For isntance, I believe there is intelligence outside of the brain. It seems that parasites and cells have it. They have the capacity to manipulate based on the environment. Also instinct seems to be hard wired into insects and other animals. Complex programs, such as how to build spider web, are handed down from generation to the next.
Where is this knowledge stored? How does it work? Why is no one wondering about this? This would be an amazing feat of computational exhibits in nature. Might help with our understanding of disease as well.
I think the instinctive behaviour your describe is rather different from human intelligence.
Claudia
Complex emerging behaviours of social insects is well described and has inspired projects of mini-robot designs.
In regard to complex behaviour of aggregations of single-cell organisms, see the example of slime mould.
Addendum:
I just read "Breathers; a Zombie's Lament"
Quote from reviewer: A zombie comedy with brains!"

---*---

== Activity list ==
(a) Retype the part of the discussion on intelligence outside the brain starting with "For isntance, I" and going on through "from human intelligence.".
(b) In the discussion on intelligence outside the brain, what have the complex emerging behaviours of social insects inspired?

---*---

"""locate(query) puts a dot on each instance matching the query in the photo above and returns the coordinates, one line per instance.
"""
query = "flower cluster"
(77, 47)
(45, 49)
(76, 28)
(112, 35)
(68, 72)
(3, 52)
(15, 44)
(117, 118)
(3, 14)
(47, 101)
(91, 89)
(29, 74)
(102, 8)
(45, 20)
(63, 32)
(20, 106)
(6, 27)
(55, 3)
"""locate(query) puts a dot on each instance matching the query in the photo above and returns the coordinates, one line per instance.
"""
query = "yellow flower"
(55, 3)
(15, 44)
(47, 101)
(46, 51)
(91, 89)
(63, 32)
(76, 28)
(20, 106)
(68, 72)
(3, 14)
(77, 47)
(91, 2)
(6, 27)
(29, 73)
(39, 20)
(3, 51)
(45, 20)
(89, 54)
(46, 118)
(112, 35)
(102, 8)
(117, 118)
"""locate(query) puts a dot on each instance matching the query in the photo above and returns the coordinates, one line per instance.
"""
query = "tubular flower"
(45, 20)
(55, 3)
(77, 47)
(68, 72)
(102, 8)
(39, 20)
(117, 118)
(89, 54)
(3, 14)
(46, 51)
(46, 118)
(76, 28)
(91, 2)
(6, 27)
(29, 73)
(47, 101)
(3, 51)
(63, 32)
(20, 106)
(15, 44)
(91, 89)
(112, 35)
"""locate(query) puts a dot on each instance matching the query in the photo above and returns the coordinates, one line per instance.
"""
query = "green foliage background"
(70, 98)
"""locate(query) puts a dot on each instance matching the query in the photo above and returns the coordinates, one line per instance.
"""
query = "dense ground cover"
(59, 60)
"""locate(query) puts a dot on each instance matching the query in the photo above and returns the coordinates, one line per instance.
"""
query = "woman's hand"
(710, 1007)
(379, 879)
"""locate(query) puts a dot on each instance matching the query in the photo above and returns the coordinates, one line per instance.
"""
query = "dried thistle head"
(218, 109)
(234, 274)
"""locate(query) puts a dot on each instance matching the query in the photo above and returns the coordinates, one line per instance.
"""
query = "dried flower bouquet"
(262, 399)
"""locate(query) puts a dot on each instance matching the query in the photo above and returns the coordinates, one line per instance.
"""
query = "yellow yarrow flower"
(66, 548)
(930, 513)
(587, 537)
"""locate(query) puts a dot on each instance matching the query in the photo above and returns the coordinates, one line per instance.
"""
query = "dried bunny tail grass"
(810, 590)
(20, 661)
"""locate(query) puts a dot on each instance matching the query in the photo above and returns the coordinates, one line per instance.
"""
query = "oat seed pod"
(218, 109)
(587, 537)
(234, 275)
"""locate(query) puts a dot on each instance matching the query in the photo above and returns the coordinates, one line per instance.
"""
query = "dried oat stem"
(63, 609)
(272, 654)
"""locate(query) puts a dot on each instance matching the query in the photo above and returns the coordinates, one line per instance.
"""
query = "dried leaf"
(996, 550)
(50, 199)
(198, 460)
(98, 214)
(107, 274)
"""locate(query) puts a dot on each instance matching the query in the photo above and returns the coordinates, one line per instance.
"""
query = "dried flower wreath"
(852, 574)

---*---

== Exercise responses ==
(a)
For isntance, I believe there is intelligence outside of the brain. It seems that parasites and cells have it. They have the capacity to manipulate based on the environment. Also instinct seems to be hard wired into insects and other animals. Complex programs, such as how to build spider web, are handed down from generation to the next.
Where is this knowledge stored? How does it work? Why is no one wondering about this? This would be an amazing feat of computational exhibits in nature. Might help with our understanding of disease as well.
I think the instinctive behaviour your describe is rather different from human intelligence.

(b) Projects of mini-robot designs.